■ WHAT THE TASK ASKS
Transcribe the records exactly from the line with "Can you see the pig nostril?" to the end, both included.

■ SOURCE MATERIAL
####################
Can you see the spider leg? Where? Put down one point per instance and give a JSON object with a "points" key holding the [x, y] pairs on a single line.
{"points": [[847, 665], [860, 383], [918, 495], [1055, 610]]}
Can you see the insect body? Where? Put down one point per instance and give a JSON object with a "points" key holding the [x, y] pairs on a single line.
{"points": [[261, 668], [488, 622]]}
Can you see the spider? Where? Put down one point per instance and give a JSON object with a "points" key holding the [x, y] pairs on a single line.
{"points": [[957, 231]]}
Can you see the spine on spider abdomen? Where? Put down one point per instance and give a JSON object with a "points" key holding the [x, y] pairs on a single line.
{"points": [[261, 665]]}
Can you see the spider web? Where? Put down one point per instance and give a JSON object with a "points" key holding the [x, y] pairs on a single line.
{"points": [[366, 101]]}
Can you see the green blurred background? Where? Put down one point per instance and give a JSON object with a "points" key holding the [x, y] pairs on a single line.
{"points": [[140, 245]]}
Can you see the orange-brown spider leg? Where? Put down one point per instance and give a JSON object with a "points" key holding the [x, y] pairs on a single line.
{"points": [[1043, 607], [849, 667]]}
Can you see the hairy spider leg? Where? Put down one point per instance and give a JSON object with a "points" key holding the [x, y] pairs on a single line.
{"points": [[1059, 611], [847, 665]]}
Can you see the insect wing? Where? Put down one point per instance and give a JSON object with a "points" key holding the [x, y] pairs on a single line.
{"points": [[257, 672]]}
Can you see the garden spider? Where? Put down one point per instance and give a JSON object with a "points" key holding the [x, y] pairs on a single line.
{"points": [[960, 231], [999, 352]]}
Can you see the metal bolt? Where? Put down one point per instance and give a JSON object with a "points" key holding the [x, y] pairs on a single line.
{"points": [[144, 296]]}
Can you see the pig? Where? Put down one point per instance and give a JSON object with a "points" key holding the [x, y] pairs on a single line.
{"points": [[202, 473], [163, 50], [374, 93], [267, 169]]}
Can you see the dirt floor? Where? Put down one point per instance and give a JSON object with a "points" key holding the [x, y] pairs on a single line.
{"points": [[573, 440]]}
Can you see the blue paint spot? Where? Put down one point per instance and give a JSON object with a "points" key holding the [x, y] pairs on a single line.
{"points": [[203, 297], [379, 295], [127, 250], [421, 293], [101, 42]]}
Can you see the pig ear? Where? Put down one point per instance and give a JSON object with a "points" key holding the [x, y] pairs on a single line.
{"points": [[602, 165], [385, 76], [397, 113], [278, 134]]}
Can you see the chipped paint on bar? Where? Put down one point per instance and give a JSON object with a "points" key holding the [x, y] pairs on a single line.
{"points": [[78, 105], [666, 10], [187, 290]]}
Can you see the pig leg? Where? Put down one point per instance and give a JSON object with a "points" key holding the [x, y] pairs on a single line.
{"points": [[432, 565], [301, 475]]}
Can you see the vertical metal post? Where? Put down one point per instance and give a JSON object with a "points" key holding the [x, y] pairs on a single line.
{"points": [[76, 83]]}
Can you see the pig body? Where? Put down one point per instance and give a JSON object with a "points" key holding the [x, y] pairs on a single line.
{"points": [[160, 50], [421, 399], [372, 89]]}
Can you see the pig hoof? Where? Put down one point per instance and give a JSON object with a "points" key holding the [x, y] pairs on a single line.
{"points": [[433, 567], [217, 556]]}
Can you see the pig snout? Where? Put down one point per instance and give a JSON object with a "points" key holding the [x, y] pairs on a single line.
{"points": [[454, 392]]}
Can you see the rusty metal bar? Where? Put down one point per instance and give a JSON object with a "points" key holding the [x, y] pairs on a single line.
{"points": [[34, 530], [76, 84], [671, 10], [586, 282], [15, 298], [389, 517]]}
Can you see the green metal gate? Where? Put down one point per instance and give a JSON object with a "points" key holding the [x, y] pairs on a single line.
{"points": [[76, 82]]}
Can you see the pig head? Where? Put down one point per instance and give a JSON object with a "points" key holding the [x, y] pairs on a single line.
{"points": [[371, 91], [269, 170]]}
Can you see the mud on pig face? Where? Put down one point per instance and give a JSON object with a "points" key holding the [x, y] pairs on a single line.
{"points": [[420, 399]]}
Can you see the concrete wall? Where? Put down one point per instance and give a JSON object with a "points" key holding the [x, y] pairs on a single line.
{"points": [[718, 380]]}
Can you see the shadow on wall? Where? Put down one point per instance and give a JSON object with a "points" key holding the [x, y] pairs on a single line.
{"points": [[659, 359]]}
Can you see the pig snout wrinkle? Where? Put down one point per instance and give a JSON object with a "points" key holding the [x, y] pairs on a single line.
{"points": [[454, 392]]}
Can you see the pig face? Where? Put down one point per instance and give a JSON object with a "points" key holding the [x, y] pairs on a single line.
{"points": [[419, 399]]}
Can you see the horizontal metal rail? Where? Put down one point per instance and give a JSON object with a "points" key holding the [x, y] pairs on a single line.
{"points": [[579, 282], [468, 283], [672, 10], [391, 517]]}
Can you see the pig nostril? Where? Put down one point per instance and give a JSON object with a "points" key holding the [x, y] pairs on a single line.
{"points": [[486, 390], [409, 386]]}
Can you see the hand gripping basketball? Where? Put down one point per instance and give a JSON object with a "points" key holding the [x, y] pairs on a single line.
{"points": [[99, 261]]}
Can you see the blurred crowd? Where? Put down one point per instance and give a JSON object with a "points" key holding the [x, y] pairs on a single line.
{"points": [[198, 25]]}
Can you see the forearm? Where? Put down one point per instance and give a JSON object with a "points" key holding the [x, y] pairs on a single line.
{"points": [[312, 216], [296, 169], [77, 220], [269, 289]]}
####################
■ SOLUTION TO THE EXERCISE
Can you see the pig nostril? Where? Put down one point per instance and give a JSON object with a "points" key holding the [x, y] pairs on a single line.
{"points": [[486, 390], [409, 386]]}
Can you see the hand gripping basketball? Where? Put down one point per instance and give a JSON object with a "points" key holding the [x, y] pairs on a single line.
{"points": [[99, 261]]}
Can you see the blurred crowd? Where? Put down one point per instance and give a JSON object with a "points" key holding the [x, y] pairs on a single line.
{"points": [[198, 25]]}
Can you see the forearm? Where? Put down one point per instance and give a JSON object with a "points" key holding the [x, y] pairs on a single line.
{"points": [[312, 216], [296, 169], [77, 220], [269, 289]]}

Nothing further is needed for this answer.